• _THE TASK_: Begin at the line containing "thin cirrus cloud" in the data below and go on through the line containing "leafy crop plant", repeating each line exactly; include both ends and no other line.

DATA SUPPLIED section start

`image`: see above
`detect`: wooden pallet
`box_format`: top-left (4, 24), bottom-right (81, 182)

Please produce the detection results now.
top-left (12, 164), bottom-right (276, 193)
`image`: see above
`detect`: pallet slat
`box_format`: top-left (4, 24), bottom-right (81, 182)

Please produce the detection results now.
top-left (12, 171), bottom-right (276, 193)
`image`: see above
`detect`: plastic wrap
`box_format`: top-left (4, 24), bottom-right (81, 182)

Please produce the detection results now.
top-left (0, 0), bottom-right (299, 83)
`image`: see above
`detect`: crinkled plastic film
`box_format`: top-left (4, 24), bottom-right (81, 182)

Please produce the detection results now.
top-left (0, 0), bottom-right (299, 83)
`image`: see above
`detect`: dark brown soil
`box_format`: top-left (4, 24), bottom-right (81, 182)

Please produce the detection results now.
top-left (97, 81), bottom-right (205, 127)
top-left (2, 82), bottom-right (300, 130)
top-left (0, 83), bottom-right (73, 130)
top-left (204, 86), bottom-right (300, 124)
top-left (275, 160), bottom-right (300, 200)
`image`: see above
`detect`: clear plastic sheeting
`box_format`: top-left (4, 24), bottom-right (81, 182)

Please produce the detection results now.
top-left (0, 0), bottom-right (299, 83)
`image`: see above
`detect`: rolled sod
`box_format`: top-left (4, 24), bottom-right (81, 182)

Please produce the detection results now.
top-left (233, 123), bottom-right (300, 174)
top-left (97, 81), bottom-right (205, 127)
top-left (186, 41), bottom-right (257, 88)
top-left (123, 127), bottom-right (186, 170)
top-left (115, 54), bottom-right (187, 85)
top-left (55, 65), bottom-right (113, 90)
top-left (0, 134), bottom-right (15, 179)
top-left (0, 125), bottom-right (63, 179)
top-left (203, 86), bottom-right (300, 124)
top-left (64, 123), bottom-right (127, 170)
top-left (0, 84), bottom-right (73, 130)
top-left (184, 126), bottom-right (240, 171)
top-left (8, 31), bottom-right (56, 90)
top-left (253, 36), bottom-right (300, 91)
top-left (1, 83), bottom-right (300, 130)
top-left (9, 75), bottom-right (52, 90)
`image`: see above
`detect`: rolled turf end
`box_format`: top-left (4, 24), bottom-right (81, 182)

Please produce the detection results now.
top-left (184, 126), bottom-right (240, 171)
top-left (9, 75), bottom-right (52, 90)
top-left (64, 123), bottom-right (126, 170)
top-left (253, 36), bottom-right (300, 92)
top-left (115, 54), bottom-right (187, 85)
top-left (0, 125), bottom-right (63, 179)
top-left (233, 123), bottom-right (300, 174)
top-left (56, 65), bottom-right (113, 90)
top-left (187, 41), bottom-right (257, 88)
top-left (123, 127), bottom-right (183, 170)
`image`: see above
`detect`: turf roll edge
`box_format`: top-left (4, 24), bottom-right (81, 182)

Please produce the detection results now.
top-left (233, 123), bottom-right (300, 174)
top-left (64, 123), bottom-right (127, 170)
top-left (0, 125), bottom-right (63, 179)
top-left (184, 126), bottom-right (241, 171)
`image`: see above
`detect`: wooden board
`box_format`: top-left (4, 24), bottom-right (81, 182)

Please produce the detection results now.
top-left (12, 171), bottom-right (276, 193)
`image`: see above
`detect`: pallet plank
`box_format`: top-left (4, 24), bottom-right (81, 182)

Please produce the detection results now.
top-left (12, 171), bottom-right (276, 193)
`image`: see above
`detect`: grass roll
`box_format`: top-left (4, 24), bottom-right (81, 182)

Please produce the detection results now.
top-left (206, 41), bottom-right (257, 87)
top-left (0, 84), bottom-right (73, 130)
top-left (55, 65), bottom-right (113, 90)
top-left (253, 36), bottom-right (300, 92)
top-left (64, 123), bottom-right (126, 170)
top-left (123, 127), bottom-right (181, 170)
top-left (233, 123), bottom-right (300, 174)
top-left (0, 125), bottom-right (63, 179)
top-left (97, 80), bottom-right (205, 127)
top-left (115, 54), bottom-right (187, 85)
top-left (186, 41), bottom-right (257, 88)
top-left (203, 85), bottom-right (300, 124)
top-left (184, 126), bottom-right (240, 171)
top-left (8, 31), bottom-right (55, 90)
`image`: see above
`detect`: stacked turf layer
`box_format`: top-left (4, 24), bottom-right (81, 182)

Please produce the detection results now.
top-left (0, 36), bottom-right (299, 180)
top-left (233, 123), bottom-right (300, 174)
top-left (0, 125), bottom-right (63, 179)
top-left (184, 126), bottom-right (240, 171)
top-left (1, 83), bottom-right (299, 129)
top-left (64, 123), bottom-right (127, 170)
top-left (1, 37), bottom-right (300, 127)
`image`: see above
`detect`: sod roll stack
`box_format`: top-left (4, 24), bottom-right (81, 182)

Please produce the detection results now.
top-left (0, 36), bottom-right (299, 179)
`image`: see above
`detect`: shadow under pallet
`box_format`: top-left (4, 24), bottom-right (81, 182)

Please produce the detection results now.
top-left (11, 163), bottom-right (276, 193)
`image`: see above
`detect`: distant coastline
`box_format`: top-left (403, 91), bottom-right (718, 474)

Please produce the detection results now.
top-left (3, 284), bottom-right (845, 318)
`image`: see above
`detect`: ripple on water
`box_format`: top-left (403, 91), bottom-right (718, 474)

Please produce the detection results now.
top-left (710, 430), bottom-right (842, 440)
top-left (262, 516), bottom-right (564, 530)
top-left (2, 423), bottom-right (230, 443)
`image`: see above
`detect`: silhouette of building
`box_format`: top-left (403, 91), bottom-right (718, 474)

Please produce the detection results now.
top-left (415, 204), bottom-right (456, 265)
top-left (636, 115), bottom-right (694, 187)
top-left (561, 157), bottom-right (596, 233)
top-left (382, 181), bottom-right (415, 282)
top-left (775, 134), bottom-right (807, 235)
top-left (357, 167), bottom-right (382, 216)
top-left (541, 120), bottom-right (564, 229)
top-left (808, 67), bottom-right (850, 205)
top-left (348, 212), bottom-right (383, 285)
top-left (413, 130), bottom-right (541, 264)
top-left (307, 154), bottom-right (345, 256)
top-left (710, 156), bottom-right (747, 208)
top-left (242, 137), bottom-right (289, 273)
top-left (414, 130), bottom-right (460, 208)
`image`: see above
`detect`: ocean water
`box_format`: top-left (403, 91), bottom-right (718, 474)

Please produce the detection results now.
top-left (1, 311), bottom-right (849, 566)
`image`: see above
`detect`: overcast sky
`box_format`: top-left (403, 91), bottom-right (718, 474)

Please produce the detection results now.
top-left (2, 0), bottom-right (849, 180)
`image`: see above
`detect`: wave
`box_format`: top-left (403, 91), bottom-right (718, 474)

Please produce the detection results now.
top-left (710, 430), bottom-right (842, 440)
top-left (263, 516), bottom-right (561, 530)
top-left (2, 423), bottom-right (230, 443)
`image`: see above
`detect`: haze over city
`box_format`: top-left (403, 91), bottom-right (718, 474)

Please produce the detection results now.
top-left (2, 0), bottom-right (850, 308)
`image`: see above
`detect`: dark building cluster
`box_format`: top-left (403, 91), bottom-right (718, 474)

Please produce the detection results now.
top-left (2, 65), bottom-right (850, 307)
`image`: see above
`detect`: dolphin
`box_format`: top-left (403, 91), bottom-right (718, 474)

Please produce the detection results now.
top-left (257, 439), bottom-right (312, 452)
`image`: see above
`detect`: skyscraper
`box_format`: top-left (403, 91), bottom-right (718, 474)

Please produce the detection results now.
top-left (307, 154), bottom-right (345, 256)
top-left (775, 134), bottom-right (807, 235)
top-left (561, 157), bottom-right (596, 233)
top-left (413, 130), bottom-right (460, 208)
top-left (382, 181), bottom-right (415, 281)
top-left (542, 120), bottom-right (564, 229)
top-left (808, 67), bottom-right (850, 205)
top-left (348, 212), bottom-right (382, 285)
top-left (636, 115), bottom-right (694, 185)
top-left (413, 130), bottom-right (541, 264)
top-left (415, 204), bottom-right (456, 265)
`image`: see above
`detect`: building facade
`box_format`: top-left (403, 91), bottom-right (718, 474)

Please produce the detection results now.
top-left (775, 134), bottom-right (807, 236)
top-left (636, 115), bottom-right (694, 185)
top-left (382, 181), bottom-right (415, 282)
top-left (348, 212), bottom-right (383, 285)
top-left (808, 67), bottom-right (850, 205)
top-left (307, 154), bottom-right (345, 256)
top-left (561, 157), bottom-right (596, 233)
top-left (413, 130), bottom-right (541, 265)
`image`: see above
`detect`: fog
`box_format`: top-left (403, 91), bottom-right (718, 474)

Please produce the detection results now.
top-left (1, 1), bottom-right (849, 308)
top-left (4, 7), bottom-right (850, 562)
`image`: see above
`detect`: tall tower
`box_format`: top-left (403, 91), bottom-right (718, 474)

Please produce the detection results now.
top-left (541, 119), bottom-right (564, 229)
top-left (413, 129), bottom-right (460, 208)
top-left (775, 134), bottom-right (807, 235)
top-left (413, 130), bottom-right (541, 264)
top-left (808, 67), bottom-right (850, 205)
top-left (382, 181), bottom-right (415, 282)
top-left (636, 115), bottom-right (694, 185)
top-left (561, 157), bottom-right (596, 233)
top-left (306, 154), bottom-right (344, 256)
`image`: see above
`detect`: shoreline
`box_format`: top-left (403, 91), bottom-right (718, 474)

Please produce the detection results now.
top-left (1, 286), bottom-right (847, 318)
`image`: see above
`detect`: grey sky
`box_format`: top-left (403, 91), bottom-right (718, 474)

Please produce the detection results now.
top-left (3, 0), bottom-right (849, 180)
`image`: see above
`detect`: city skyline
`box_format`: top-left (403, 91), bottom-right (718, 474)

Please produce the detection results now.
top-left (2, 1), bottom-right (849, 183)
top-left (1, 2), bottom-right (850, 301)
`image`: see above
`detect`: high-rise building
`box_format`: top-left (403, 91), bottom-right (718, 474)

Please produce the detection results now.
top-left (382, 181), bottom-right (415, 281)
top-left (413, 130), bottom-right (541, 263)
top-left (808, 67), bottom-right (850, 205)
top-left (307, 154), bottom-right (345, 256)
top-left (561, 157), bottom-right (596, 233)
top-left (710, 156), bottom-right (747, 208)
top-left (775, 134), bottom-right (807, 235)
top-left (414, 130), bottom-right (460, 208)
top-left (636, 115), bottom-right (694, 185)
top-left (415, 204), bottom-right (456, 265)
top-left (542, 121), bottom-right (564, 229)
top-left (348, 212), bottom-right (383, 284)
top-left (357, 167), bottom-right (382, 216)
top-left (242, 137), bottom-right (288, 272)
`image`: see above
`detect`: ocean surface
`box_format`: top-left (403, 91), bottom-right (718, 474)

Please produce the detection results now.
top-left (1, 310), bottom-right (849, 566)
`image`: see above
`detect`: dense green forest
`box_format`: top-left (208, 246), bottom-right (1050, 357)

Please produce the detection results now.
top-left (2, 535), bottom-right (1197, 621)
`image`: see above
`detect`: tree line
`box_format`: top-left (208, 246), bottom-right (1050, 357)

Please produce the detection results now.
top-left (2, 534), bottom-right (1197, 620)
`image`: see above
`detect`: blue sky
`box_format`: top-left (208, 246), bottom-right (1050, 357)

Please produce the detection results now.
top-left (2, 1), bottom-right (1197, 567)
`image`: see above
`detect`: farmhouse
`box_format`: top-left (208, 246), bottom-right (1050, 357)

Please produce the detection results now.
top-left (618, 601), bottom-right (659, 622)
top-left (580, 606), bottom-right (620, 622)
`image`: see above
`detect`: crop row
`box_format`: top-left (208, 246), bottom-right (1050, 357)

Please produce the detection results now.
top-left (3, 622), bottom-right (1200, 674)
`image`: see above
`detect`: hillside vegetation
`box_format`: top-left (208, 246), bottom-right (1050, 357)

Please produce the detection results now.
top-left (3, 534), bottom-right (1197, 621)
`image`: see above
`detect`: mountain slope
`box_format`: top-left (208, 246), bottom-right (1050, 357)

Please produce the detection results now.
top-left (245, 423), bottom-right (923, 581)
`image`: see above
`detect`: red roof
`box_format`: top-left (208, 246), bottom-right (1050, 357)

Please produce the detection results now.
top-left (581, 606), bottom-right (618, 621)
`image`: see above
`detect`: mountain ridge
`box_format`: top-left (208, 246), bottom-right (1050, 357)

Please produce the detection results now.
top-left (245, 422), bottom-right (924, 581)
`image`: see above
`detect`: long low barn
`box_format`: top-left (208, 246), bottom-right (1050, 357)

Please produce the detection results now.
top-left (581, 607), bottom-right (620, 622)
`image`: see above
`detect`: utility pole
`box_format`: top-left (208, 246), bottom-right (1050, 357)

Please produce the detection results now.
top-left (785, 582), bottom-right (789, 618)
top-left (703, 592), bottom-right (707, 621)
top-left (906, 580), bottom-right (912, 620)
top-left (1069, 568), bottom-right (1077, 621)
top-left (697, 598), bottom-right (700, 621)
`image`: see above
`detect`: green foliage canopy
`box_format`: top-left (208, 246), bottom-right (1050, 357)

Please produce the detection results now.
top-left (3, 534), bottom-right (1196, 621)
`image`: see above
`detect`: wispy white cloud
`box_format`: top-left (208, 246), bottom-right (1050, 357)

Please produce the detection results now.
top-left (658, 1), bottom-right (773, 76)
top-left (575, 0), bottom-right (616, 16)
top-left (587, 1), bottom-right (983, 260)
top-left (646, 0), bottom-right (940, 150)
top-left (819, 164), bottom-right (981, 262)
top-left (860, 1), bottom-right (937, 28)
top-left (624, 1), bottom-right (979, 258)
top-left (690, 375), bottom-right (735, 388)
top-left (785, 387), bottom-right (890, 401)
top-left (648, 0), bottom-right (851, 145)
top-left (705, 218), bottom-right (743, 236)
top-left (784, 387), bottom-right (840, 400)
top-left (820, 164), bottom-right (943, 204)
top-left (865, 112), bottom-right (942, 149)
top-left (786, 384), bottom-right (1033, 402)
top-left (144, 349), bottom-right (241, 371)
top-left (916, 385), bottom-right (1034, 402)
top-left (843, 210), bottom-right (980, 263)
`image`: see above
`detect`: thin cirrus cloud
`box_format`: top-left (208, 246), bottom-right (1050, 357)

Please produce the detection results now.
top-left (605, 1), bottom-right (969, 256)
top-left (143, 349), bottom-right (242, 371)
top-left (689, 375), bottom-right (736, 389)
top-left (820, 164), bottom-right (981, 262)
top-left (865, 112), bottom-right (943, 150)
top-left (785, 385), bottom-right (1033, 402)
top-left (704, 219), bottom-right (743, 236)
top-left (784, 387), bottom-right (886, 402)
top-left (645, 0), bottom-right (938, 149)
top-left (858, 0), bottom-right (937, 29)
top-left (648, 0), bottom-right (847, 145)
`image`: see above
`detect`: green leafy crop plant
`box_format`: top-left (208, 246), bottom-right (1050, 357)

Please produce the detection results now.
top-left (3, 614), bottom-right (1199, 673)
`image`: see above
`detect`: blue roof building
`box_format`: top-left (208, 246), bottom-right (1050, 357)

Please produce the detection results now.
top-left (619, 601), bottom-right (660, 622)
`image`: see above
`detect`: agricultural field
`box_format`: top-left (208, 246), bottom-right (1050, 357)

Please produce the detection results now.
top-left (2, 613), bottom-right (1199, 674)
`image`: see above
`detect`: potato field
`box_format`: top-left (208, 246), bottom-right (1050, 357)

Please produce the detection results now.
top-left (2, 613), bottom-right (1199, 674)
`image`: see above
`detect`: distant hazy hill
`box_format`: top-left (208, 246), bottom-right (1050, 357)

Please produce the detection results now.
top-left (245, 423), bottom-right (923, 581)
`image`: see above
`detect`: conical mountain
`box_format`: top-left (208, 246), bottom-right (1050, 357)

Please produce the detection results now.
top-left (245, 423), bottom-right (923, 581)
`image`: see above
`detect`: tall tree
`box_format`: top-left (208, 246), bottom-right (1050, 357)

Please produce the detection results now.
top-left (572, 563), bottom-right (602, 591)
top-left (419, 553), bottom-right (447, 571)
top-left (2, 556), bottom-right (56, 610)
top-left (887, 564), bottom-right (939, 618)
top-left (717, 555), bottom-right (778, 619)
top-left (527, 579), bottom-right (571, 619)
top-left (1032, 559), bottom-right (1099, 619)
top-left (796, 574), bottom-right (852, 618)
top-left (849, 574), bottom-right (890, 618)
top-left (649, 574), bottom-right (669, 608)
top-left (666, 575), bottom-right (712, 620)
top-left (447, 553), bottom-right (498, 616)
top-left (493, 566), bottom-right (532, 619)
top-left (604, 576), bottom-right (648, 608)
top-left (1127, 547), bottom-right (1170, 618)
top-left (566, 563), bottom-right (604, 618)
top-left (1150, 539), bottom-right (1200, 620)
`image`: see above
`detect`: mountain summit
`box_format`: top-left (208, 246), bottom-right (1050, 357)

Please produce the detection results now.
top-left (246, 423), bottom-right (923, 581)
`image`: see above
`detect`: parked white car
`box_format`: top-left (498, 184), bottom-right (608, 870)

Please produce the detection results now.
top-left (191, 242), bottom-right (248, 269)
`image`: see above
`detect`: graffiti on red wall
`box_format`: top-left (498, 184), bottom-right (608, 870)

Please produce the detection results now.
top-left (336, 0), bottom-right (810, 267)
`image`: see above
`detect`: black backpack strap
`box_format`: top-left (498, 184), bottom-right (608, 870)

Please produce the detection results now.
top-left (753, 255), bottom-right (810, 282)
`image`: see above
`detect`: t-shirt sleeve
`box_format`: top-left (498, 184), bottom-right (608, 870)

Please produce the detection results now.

DATA SUPPLIED section end

• _SOLUTION TO THE EXERCISE_:
`detect`: thin cirrus cloud
`box_format`: top-left (208, 246), bottom-right (1050, 357)

Please produce the detection results now.
top-left (605, 1), bottom-right (969, 256)
top-left (143, 349), bottom-right (242, 371)
top-left (689, 375), bottom-right (736, 389)
top-left (820, 164), bottom-right (981, 262)
top-left (865, 112), bottom-right (943, 150)
top-left (785, 385), bottom-right (1033, 402)
top-left (704, 219), bottom-right (743, 236)
top-left (784, 387), bottom-right (886, 402)
top-left (645, 0), bottom-right (938, 149)
top-left (858, 0), bottom-right (937, 29)
top-left (648, 0), bottom-right (847, 145)
`image`: see above
`detect`: green leafy crop plant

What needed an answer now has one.